■ THE TASK ■
Produce a faithful copy of every record below, without the pictures.

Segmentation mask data
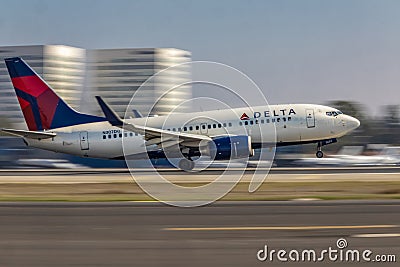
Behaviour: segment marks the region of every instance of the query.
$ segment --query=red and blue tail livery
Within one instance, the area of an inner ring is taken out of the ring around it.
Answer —
[[[72,109],[23,59],[7,58],[5,62],[30,131],[106,120]]]

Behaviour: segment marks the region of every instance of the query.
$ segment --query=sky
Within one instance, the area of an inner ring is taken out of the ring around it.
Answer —
[[[0,46],[176,47],[248,75],[270,104],[400,104],[400,1],[5,1]]]

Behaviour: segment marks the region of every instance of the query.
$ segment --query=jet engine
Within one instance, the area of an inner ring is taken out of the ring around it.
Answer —
[[[254,155],[251,137],[247,135],[219,136],[200,147],[202,155],[214,160],[247,158]]]

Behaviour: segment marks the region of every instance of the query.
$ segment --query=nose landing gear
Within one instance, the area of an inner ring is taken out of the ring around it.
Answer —
[[[318,146],[317,146],[317,153],[315,153],[315,156],[317,156],[317,158],[323,158],[324,157],[324,152],[322,152],[322,144],[321,142],[318,142]]]

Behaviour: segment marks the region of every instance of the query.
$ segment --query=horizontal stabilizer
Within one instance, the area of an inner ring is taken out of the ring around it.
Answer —
[[[47,138],[53,138],[57,135],[56,133],[25,131],[25,130],[15,130],[15,129],[1,129],[1,131],[15,136],[25,137],[30,139],[47,139]]]

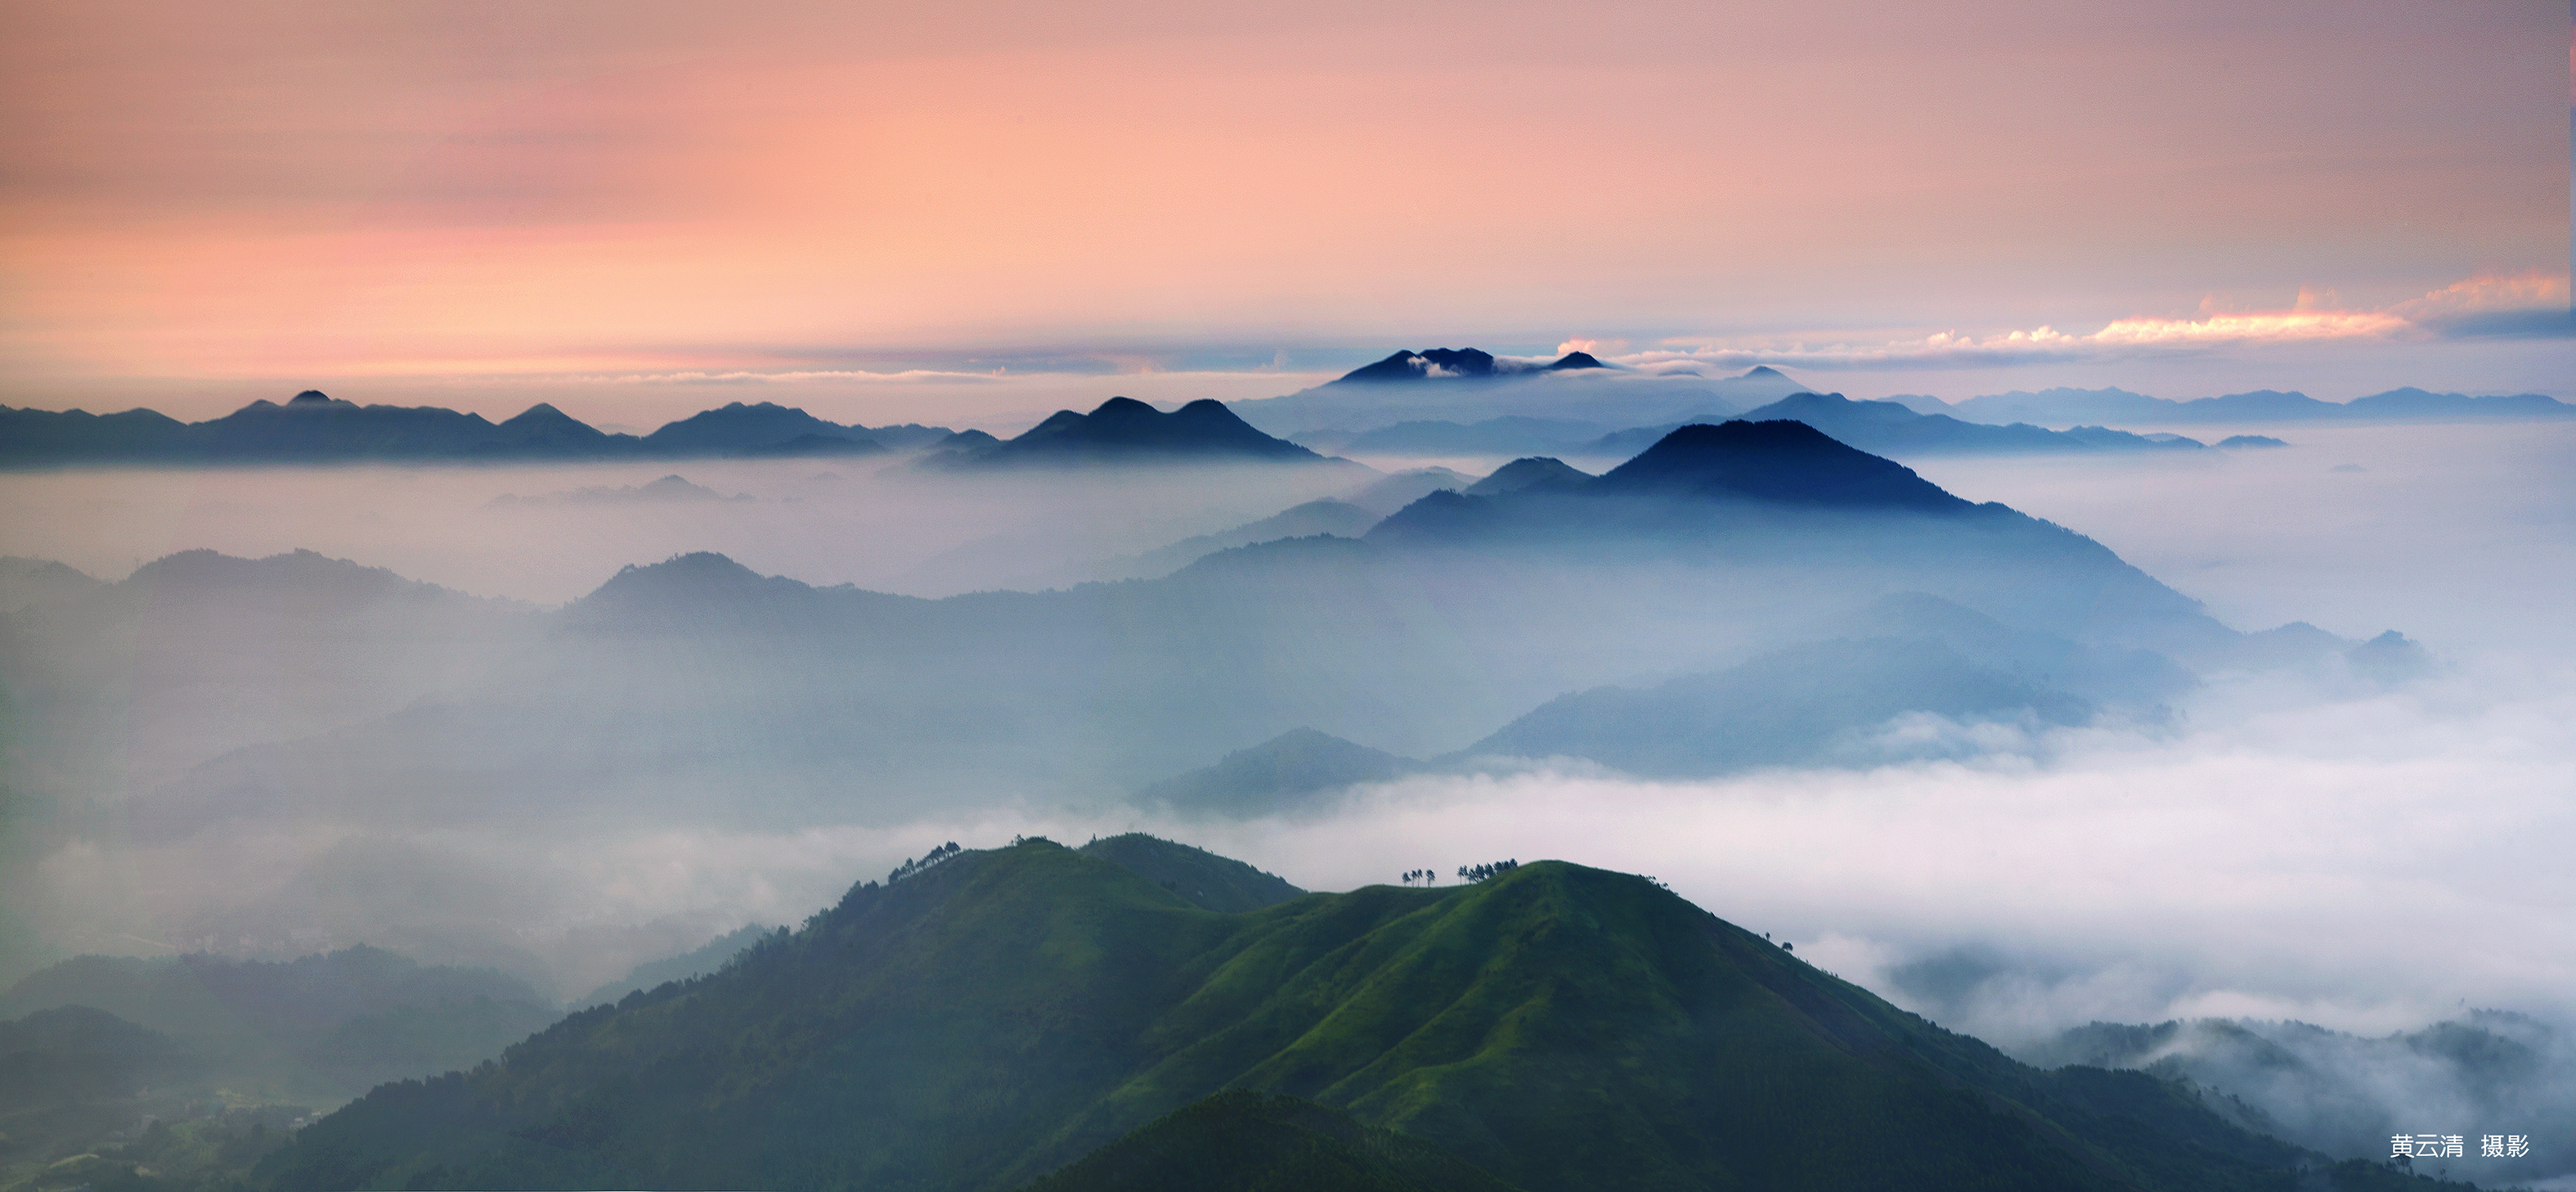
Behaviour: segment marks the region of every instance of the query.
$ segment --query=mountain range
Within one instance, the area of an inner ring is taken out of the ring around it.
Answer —
[[[477,1063],[558,1013],[518,978],[365,946],[292,961],[80,956],[0,993],[0,1023],[67,1009],[90,1016],[84,1030],[160,1040],[151,1054],[174,1074],[323,1101]]]
[[[1568,363],[1576,357],[1581,363]],[[1849,403],[1872,408],[1811,406],[1799,412],[1772,404],[1821,393],[1767,365],[1711,377],[1698,366],[1669,362],[1645,369],[1606,364],[1583,353],[1551,363],[1497,357],[1474,348],[1438,348],[1397,352],[1312,389],[1237,403],[1236,412],[1273,433],[1336,453],[1619,458],[1644,450],[1679,426],[1728,417],[1797,417],[1853,446],[1903,455],[2197,445],[2124,435],[2105,429],[2109,427],[2576,416],[2576,405],[2536,393],[2472,397],[2413,387],[2342,403],[2272,390],[2175,401],[2121,389],[2068,388],[1990,394],[1955,404],[1920,394],[1885,399],[1919,415],[1953,420],[1946,424],[1916,424],[1874,408],[1882,404],[1877,402]],[[1813,420],[1806,417],[1810,414]],[[2013,433],[1973,429],[1979,426]]]
[[[2445,1133],[2512,1130],[2535,1142],[2576,1129],[2566,1092],[2576,1037],[2497,1010],[2378,1036],[2262,1019],[2094,1022],[2017,1054],[2042,1067],[2135,1068],[2183,1082],[2243,1106],[2243,1119],[2266,1134],[2332,1154],[2378,1153],[2396,1135],[2430,1129],[2428,1117],[2457,1123]],[[2536,1147],[2482,1159],[2479,1178],[2499,1183],[2546,1186],[2567,1166],[2564,1153]]]
[[[1417,360],[1419,364],[1411,363]],[[1512,434],[1509,422],[1492,425],[1507,419],[1612,429],[1723,418],[1806,388],[1767,366],[1710,377],[1696,371],[1643,372],[1602,365],[1581,353],[1543,362],[1506,360],[1474,348],[1437,348],[1398,352],[1311,389],[1236,402],[1234,411],[1272,434],[1294,436],[1334,451],[1353,449],[1341,445],[1348,441],[1341,436],[1356,437],[1409,422],[1479,428],[1463,436],[1442,426],[1417,428],[1418,433],[1409,436],[1416,441],[1401,449],[1440,454],[1451,449],[1426,451],[1418,440]],[[1549,448],[1556,446],[1540,442],[1476,454],[1554,454]]]
[[[181,422],[150,410],[90,414],[0,406],[0,467],[59,464],[491,462],[865,455],[946,438],[945,427],[843,426],[803,410],[734,402],[648,435],[609,434],[539,403],[493,423],[434,406],[361,406],[315,390]]]
[[[498,1063],[379,1087],[252,1182],[2413,1182],[2143,1073],[2024,1066],[1650,879],[1513,863],[1225,912],[1100,845],[1021,840],[861,883],[721,972],[574,1014]]]
[[[1610,430],[1599,423],[1505,417],[1472,425],[1399,422],[1369,431],[1307,431],[1291,436],[1311,447],[1353,455],[1472,456],[1562,454],[1625,459],[1684,426],[1730,420],[1803,422],[1864,451],[1895,457],[2033,455],[2103,451],[2198,450],[2180,435],[2137,435],[2099,426],[2047,430],[2028,423],[1993,426],[1946,413],[1921,413],[1896,401],[1853,401],[1839,393],[1790,394],[1732,418],[1701,414],[1656,426]],[[2273,442],[2277,443],[2278,440]],[[2244,444],[2239,444],[2244,445]]]
[[[1947,414],[1921,414],[1892,401],[1853,401],[1839,393],[1798,393],[1744,414],[1746,421],[1789,419],[1863,451],[1889,456],[2030,455],[2102,451],[2197,451],[2206,444],[2180,435],[2149,437],[2100,426],[2045,430],[2026,422],[1994,426]]]
[[[1796,422],[1684,428],[1598,478],[1545,461],[1507,473],[1539,482],[1434,488],[1358,537],[1301,515],[1158,578],[940,600],[701,553],[549,611],[319,556],[201,552],[0,614],[0,680],[45,710],[29,764],[132,783],[123,830],[175,841],[289,809],[420,829],[687,817],[744,774],[756,793],[721,805],[751,823],[997,789],[1125,798],[1300,728],[1443,758],[1559,697],[1657,690],[1803,643],[1933,643],[1961,660],[1959,682],[2019,671],[2138,714],[2202,670],[2353,646],[2239,633],[2098,543]],[[1898,701],[1880,710],[1972,710],[1900,656],[1878,656]],[[281,663],[292,681],[264,686]],[[184,694],[231,689],[293,701]],[[2033,699],[2021,706],[2060,706]],[[1868,727],[1826,715],[1841,705],[1783,706],[1817,718],[1809,742]],[[1627,756],[1607,740],[1549,748]],[[1694,764],[1759,764],[1726,757]],[[443,929],[416,930],[400,938]]]
[[[2488,419],[2576,418],[2576,405],[2538,393],[2471,397],[2433,393],[2413,386],[2356,397],[2348,402],[2319,401],[2304,393],[2259,389],[2221,397],[2175,401],[2125,389],[2043,389],[1971,397],[1955,405],[1938,398],[1894,399],[1917,410],[1947,413],[1970,422],[2118,423],[2127,426],[2191,426],[2231,422],[2457,422]]]

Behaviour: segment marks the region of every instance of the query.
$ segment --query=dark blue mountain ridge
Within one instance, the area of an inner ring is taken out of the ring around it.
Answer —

■ ANSWER TO THIS PROBLEM ■
Behaviour: segment marks the region of every instance of the query.
$ segment --query=red and blue tail livery
Within one instance, the area of an inner ring is taken out of the ring around it.
Answer —
[[[72,109],[23,59],[7,58],[5,62],[30,131],[106,120]]]

Behaviour: segment marks the region of every instance of the query.
$ segment --query=sky
Within one instance, the area of an inner ring is taken out of the ring around it.
Answer —
[[[0,46],[176,47],[248,75],[270,104],[400,104],[400,1],[5,1]]]

Behaviour: segment marks the region of every instance of the query.
$ segment --query=jet engine
Within one instance, the area of an inner ring is taken out of the ring around it.
Answer —
[[[254,155],[251,137],[247,135],[219,136],[200,147],[202,155],[214,160],[247,158]]]

Behaviour: segment marks the region of every instance of the query.
$ segment --query=nose landing gear
Within one instance, the area of an inner ring is taken out of the ring around it.
Answer —
[[[318,146],[317,146],[317,153],[315,153],[315,156],[317,156],[317,158],[323,158],[324,157],[324,152],[322,152],[322,144],[321,142],[318,142]]]

Behaviour: segment marks the region of every instance of the query.
$ segment --query=horizontal stabilizer
Within one instance, the area of an inner ring is taken out of the ring around it.
Answer —
[[[47,138],[53,138],[57,135],[56,133],[25,131],[25,130],[15,130],[15,129],[1,129],[1,131],[15,136],[25,137],[30,139],[47,139]]]

Behaviour: segment marks the region of every instance of the query.
$ segment --query=mountain range
Within one instance, the area of an inner ring is taken out of the ring around it.
Answer —
[[[477,1063],[558,1013],[518,978],[365,946],[292,961],[80,956],[0,993],[0,1023],[67,1009],[90,1016],[84,1030],[160,1040],[151,1054],[174,1074],[323,1101]]]
[[[1568,363],[1576,357],[1581,363]],[[1849,403],[1872,408],[1811,406],[1799,412],[1772,404],[1821,393],[1767,365],[1711,377],[1698,366],[1669,362],[1645,369],[1606,364],[1583,353],[1551,363],[1497,357],[1474,348],[1438,348],[1397,352],[1312,389],[1237,403],[1236,412],[1273,433],[1336,453],[1619,458],[1644,450],[1679,426],[1728,417],[1797,417],[1853,446],[1903,455],[2197,445],[2124,435],[2105,429],[2109,427],[2576,416],[2576,405],[2536,393],[2472,397],[2413,387],[2342,403],[2272,390],[2175,401],[2121,389],[2068,388],[1990,394],[1955,404],[1920,394],[1885,399],[1919,415],[1953,420],[1946,424],[1916,424],[1874,408],[1882,404],[1877,402]],[[1813,420],[1806,417],[1810,414]],[[2013,433],[1973,429],[1979,426]]]
[[[2445,1133],[2512,1130],[2535,1142],[2576,1129],[2566,1092],[2576,1037],[2497,1010],[2378,1036],[2262,1019],[2094,1022],[2017,1054],[2042,1067],[2135,1068],[2183,1082],[2243,1106],[2243,1119],[2266,1134],[2332,1154],[2378,1153],[2396,1135],[2430,1129],[2428,1117],[2457,1123]],[[2536,1147],[2482,1159],[2479,1178],[2499,1183],[2546,1186],[2567,1166],[2564,1153]]]
[[[1417,360],[1419,364],[1411,363]],[[1512,434],[1509,422],[1492,425],[1507,419],[1612,429],[1723,418],[1806,388],[1767,366],[1710,377],[1696,371],[1643,372],[1602,365],[1581,353],[1543,362],[1506,360],[1474,348],[1437,348],[1398,352],[1311,389],[1236,402],[1234,411],[1272,434],[1294,436],[1334,451],[1353,449],[1341,445],[1348,441],[1341,436],[1356,437],[1409,422],[1479,428],[1463,436],[1442,426],[1417,428],[1418,433],[1409,436],[1416,441],[1401,449],[1440,454],[1451,449],[1426,451],[1418,440]],[[1549,448],[1556,446],[1540,442],[1476,454],[1554,454]]]
[[[181,422],[150,410],[90,414],[0,406],[0,467],[59,464],[491,462],[865,455],[946,438],[945,427],[843,426],[803,410],[734,402],[648,435],[609,434],[539,403],[493,423],[434,406],[361,406],[315,390]]]
[[[498,1063],[379,1087],[252,1182],[2413,1182],[2143,1073],[2024,1066],[1650,879],[1513,863],[1225,912],[1100,845],[1021,840],[861,883],[721,972],[574,1014]]]
[[[1610,430],[1599,423],[1505,417],[1472,425],[1399,422],[1369,431],[1307,431],[1291,436],[1311,447],[1353,455],[1472,456],[1562,454],[1625,459],[1684,426],[1730,420],[1803,422],[1864,451],[1895,457],[2033,455],[2103,451],[2198,450],[2180,435],[2137,435],[2099,426],[2047,430],[2028,423],[1993,426],[1946,413],[1921,413],[1896,401],[1853,401],[1839,393],[1790,394],[1732,418],[1701,414],[1656,426]],[[2273,442],[2277,443],[2278,440]],[[2244,444],[2239,444],[2244,445]]]
[[[1947,414],[1921,414],[1892,401],[1853,401],[1839,393],[1798,393],[1744,414],[1746,421],[1789,419],[1863,451],[1889,456],[2030,455],[2102,451],[2197,451],[2206,444],[2180,435],[2149,437],[2100,426],[2045,430],[2026,422],[1994,426]]]
[[[1796,422],[1684,428],[1598,478],[1545,461],[1507,473],[1539,482],[1434,488],[1358,537],[1301,515],[1158,578],[940,600],[701,553],[549,611],[319,556],[201,552],[0,614],[0,680],[45,710],[29,764],[132,783],[123,830],[175,841],[289,809],[420,829],[687,817],[744,774],[756,793],[721,805],[751,823],[997,789],[1125,798],[1300,728],[1443,758],[1559,697],[1657,690],[1803,643],[1933,643],[1961,660],[1959,682],[2019,671],[2138,714],[2202,670],[2353,646],[2239,633],[2098,543]],[[1898,701],[1880,710],[1972,710],[1900,656],[1878,656]],[[281,663],[292,681],[264,686]],[[184,694],[231,689],[293,701]],[[2033,699],[2021,706],[2060,706]],[[1868,727],[1826,715],[1841,705],[1783,706],[1817,718],[1809,742]],[[1627,756],[1607,740],[1549,748]],[[1694,764],[1759,764],[1726,757]],[[443,929],[416,930],[400,938]]]
[[[2488,419],[2576,418],[2576,405],[2538,393],[2471,397],[2433,393],[2413,386],[2356,397],[2348,402],[2319,401],[2304,393],[2259,389],[2221,397],[2175,401],[2125,389],[2043,389],[1971,397],[1955,405],[1938,398],[1894,399],[1917,410],[1947,413],[1970,422],[2118,423],[2127,426],[2191,426],[2231,422],[2457,422]]]

Behaviour: segment marks the region of every instance of the query.
$ segment --query=dark blue mountain ridge
Within one instance, the area of an inner ring is taken out of the ring around it.
Answer —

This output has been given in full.